## Prompt
Please set down all the lines beneath this one exactly, without the pictures.

## Information shown
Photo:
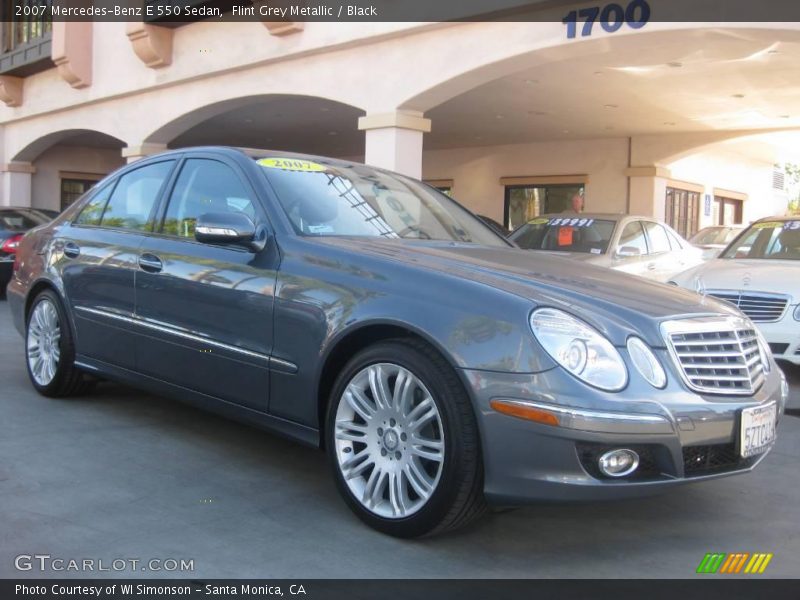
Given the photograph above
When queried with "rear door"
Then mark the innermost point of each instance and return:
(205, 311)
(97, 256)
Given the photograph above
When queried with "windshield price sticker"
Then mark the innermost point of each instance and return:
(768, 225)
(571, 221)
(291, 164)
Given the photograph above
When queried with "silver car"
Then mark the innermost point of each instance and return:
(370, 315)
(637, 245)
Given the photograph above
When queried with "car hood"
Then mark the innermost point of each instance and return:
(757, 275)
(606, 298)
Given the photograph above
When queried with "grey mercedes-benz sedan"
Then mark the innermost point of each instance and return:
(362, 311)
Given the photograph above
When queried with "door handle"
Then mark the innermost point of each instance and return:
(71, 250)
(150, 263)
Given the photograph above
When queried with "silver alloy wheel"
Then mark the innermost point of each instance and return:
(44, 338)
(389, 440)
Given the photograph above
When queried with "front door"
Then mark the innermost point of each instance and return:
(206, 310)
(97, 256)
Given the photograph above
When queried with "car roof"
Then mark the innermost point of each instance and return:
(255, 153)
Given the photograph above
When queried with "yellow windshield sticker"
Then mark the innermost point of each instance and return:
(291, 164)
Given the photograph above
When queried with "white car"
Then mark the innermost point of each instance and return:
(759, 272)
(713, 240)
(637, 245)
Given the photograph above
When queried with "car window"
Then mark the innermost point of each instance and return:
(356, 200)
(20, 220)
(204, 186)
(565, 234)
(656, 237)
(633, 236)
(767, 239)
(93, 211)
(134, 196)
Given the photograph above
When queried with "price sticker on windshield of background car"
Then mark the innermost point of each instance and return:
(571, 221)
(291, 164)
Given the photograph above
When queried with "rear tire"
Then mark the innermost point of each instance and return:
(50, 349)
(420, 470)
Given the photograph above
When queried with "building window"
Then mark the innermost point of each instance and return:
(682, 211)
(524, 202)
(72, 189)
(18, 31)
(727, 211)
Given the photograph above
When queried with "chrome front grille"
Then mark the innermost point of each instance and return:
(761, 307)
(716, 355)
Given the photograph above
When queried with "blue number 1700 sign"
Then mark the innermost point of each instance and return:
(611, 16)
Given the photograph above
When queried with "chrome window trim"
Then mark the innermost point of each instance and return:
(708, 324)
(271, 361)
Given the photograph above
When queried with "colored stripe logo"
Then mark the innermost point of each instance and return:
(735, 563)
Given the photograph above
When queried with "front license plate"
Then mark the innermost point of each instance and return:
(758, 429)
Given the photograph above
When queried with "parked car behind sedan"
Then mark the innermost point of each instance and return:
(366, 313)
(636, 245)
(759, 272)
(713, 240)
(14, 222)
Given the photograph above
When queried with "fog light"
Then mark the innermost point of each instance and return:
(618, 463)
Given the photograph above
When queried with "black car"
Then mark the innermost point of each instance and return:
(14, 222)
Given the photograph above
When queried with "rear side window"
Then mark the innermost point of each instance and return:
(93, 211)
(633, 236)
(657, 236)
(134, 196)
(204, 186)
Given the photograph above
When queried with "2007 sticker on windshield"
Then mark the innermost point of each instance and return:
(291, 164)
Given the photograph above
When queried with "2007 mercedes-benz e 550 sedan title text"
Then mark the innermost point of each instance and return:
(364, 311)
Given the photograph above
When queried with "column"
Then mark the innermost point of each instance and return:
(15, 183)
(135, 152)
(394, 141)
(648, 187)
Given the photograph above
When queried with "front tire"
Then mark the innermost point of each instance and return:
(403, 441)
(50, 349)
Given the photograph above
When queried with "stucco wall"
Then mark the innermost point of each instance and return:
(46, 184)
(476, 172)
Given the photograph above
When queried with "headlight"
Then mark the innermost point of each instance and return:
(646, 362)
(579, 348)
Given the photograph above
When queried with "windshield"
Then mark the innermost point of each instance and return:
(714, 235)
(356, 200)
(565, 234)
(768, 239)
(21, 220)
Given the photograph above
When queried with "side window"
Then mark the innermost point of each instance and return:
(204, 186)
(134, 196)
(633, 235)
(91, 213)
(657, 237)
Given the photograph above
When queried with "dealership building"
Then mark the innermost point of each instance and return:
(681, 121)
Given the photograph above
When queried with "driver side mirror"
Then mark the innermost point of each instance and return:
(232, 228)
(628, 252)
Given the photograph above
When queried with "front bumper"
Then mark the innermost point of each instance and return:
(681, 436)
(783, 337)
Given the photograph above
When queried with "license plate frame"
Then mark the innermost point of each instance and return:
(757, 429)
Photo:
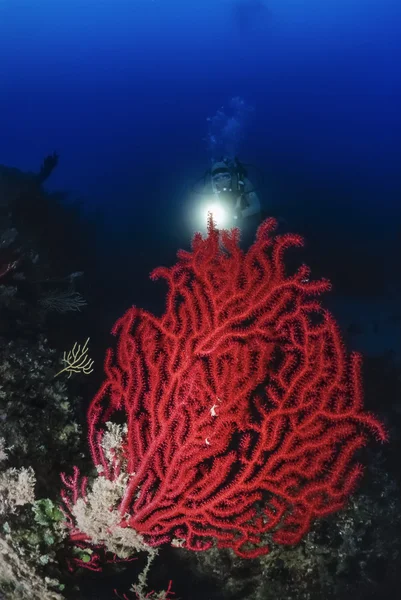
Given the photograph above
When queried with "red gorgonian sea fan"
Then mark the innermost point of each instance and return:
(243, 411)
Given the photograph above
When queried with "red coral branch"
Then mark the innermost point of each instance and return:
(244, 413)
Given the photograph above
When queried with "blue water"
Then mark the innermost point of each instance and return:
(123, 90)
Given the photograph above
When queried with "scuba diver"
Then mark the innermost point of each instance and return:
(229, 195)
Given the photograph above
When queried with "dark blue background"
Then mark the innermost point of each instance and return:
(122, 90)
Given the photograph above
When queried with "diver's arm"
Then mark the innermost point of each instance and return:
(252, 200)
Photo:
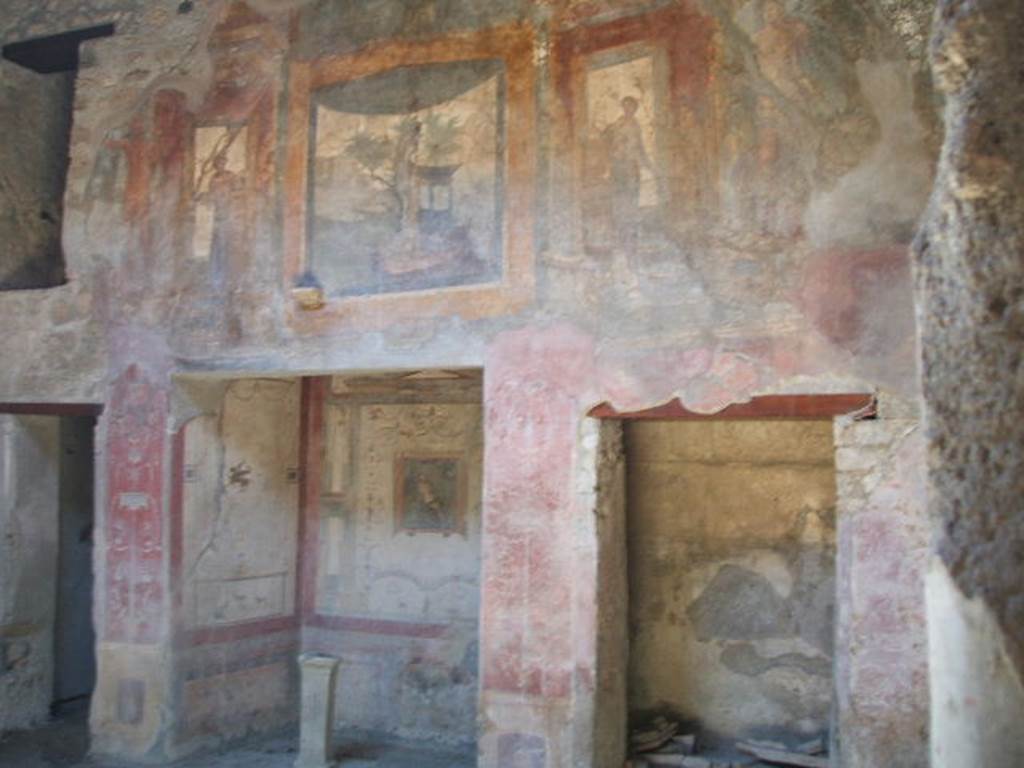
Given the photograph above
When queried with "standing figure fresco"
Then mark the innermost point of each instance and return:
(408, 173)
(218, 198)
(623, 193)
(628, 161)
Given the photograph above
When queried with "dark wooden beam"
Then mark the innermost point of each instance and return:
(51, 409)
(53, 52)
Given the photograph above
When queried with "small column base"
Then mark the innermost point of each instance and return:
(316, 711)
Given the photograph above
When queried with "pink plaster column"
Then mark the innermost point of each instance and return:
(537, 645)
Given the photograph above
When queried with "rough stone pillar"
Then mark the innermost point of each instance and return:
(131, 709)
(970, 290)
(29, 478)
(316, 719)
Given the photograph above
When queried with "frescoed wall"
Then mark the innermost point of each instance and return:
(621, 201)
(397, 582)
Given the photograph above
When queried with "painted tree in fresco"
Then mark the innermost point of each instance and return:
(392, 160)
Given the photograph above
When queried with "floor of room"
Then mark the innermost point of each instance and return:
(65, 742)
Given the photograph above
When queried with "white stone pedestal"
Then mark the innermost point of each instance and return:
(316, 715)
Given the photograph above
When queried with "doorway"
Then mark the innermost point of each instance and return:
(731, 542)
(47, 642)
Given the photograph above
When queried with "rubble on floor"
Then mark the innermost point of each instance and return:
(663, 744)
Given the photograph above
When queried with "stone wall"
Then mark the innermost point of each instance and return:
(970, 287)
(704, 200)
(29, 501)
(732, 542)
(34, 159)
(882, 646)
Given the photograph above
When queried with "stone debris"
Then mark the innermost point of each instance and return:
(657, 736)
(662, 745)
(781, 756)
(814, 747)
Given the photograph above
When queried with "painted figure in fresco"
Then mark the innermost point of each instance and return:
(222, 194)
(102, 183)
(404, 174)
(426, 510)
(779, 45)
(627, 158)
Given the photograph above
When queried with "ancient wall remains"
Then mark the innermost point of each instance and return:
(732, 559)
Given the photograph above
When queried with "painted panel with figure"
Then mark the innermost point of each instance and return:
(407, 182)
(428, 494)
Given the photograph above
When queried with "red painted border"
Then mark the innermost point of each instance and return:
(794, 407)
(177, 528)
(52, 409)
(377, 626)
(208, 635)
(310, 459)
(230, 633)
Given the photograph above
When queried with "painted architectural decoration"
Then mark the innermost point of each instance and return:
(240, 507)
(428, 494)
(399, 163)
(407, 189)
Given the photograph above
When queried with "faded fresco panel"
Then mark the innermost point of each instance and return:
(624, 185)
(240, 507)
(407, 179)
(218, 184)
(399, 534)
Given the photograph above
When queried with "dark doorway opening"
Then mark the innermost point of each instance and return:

## Solved exercise
Photo:
Given the photograph above
When queried with "rear door"
Then mark the innermost point of each instance and return:
(205, 311)
(97, 256)
Given the photograph above
When queried with "windshield price sticker"
Then mark the innermost point of each instance and return:
(768, 225)
(571, 221)
(291, 164)
Given the photograph above
When queried with "silver car"
Then mark the innermost point of each instance and return:
(370, 315)
(637, 245)
Given the photograph above
When queried with "car hood"
Then mark the innermost point of each instance and return:
(757, 275)
(606, 298)
Given the photograph above
When queried with "grey mercedes-benz sedan"
Then mark the innermost point of each instance and return:
(362, 311)
Given the photograph above
When queried with "door handle"
Then mark the innermost point of each instance and return:
(71, 250)
(150, 263)
Given the photograph above
When queried with "silver alloy wheel"
Then mark the innermost point of each instance and return:
(44, 338)
(389, 440)
Given the photograph above
When queried with "front door"
Then mark the innermost point of each instance and return:
(206, 310)
(97, 256)
Given the photograph above
When queried with "car roof"
Then mark the innermost point of each instance and return:
(255, 153)
Given the photograph above
When queried with "yellow windshield sticker"
Then mark the innermost point of each instance and return:
(291, 164)
Given the photograph above
When queried with "white car"
Then mark the innermost point of each instance and return:
(759, 272)
(713, 240)
(637, 245)
Given the photograph above
When queried with "car window"
Then mark the innermost point of each instance and return:
(356, 200)
(20, 220)
(204, 186)
(565, 234)
(656, 237)
(633, 236)
(767, 239)
(93, 211)
(134, 196)
Given the photograph above
When queried with "price sticker on windshield of background car"
Then mark the innermost point of each instance and return:
(571, 221)
(291, 164)
Given the photograph above
When queried with "rear tire"
Then mark the innermost point of each instance and return:
(50, 349)
(420, 470)
Given the photograph above
When queried with "building window"
Then mark the innermost point of each instance and return:
(682, 211)
(524, 202)
(72, 189)
(18, 31)
(727, 211)
Given the photograph above
When queried with "chrome front grille"
Then mark the innermost point of each instance and return:
(761, 307)
(716, 355)
Given the photograph above
When queried with "blue number 1700 sign"
Then mark the innermost point of each instance and return:
(611, 16)
Given the photograph above
When queried with "chrome window trim"
Then mark the innermost point of each instance and return:
(708, 324)
(271, 361)
Given the photograph above
When queried with "colored stripe logo"
Then mark the innermost point of each instance and return:
(735, 563)
Given the photograph above
When queried with "front license plate"
Then mark the innermost point of each instance and return:
(758, 429)
Given the photograph above
When queried with "parked car behind sedan"
Then mark the innermost point of each instance and return:
(366, 313)
(636, 245)
(759, 272)
(713, 240)
(14, 222)
Given the photograph above
When queried with "fog light"
Then mark the innermost point of each instance and return:
(618, 463)
Given the photograph above
When queried with "black car"
Then mark the innermost point of each instance and return:
(14, 222)
Given the photograph above
When queried with "rear side window"
Then mark the innermost point of each instance and return:
(93, 211)
(633, 236)
(657, 236)
(134, 196)
(204, 186)
Given the photograph above
When queried with "2007 sticker on windshield"
Then mark the innermost point of each instance and return:
(291, 164)
Given the photograph above
When queried with "2007 mercedes-benz e 550 sedan title text"
Then mark the innermost point of each instance and return:
(364, 311)
Given the photograph above
When queried with "column"
Then mark the innermost point of each instance and return:
(15, 183)
(135, 152)
(394, 141)
(648, 187)
Given the photograph above
When queried with "front tire"
Then mark the innermost point of each instance and return:
(403, 441)
(50, 349)
Given the photograph above
When queried with "stucco wall"
Then mark the innermost point of each instance and return:
(46, 184)
(476, 172)
Given the photograph above
When queried with "headlight"
Then mark the innermost point of each instance and return:
(646, 362)
(579, 348)
Given the photograph above
When queried with "windshield"
Then mark the innermost point of each instance and return:
(714, 235)
(356, 200)
(565, 234)
(768, 239)
(21, 220)
Given the photograph above
When queried with "side window"
Then mark the innermost point of each instance and return:
(204, 186)
(134, 196)
(633, 235)
(91, 213)
(657, 237)
Given the photograph above
When queried with "dealership building"
Then mark the innermost point of each instance and return:
(681, 121)
Given the photograph above
When queried with "driver side mirror"
Then mark the innermost point of each instance and return:
(232, 228)
(628, 252)
Given the photograph above
When queried with "front bumper"
Then mark the innermost point of each instance and return:
(681, 436)
(783, 337)
Given the photograph above
When queried with "license plate frame"
Then mark the innermost point of each instance and return:
(757, 429)
Photo:
Given the photograph above
When queried with "red gorgonian sea fan"
Then mark the innermost point of each instance and return:
(243, 411)
Given the photograph above
When queried with "red coral branch"
Then mark the innermost point of each instance and return:
(244, 413)
Given the photograph above
When queried with "blue water"
Then mark the innermost point of each instance and return:
(123, 90)
Given the photograph above
When queried with "scuba diver"
Then mark the innermost point of each instance and return:
(229, 195)
Given the photograph above
When queried with "dark blue background"
Then mark the innermost point of each instance and return:
(122, 90)
Given the photograph above
When queried with "diver's arm"
Then mark the innermost point of each instance and return:
(252, 200)
Photo:
Given the photograph above
When queried with "standing figure fresco"
Then mark the innermost point of each instance and return:
(408, 173)
(218, 198)
(623, 193)
(628, 161)
Given the photograph above
When queried with "dark wooden beam"
Then mark the innermost point of each instance and return:
(51, 409)
(53, 52)
Given the photograph above
When queried with "small column base"
Then mark the innermost point of each instance and return:
(316, 711)
Given the photograph above
When queried with "pink plaster column"
Then mark the innermost point of each instance and return:
(537, 645)
Given the photograph above
When queried with "rough stone pillar"
Then mark the innermost point of each instance and return:
(131, 709)
(970, 290)
(29, 478)
(316, 719)
Given the photograph above
When queried with "frescoed wall"
Then mark the innermost point of each instance and return:
(621, 201)
(397, 582)
Given the photograph above
When queried with "painted tree in fresco"
Then mark the innermost point of each instance and return:
(392, 160)
Given the photograph above
When queried with "floor of room"
Then mark the innermost point of each instance and return:
(65, 742)
Given the photograph above
When queried with "white stone pedestal"
Then mark the innermost point of each instance and return:
(316, 715)
Given the photograph above
When queried with "doorway"
Then mark the innermost point of each instance and return:
(731, 542)
(47, 642)
Given the photograph above
When queried with "rubble on floor"
Then mark the innermost point of each instance and return:
(663, 744)
Given the photograph above
When queried with "stone wall"
Then mark the innermost point of each instance and return:
(970, 287)
(704, 200)
(29, 501)
(732, 542)
(34, 159)
(882, 646)
Given the photograph above
When queried with "stone debris"
Then mark the innermost point of each instance and return:
(657, 736)
(662, 745)
(781, 756)
(814, 747)
Given the photograph above
When queried with "painted figure in fresco"
Then mark the innermost point of each instance and return:
(222, 194)
(102, 183)
(404, 174)
(426, 510)
(779, 45)
(627, 158)
Given the photograph above
When queried with "ancient wall remains"
Then mark the innermost point of each instance and return:
(732, 559)
Given the photograph above
When queried with "painted panel with figure"
Then mark the innermost point of each instance and return:
(407, 182)
(428, 494)
Given the photograph above
When queried with "red painted border"
Then mark the innermost point of each instance and return:
(794, 407)
(177, 528)
(52, 409)
(377, 626)
(208, 635)
(310, 459)
(230, 633)
Given the photograph above
When queried with "painted architectural decoration"
Then mark the innermost point of each instance and return:
(240, 507)
(428, 494)
(399, 163)
(407, 189)
Given the photograph above
When queried with "faded fresco panel"
Then mark the innermost point of each instance and return:
(624, 185)
(240, 507)
(407, 179)
(218, 184)
(399, 534)
Given the photograph above
When queried with "dark doorway opening"
Then mark the innermost point of each instance and return:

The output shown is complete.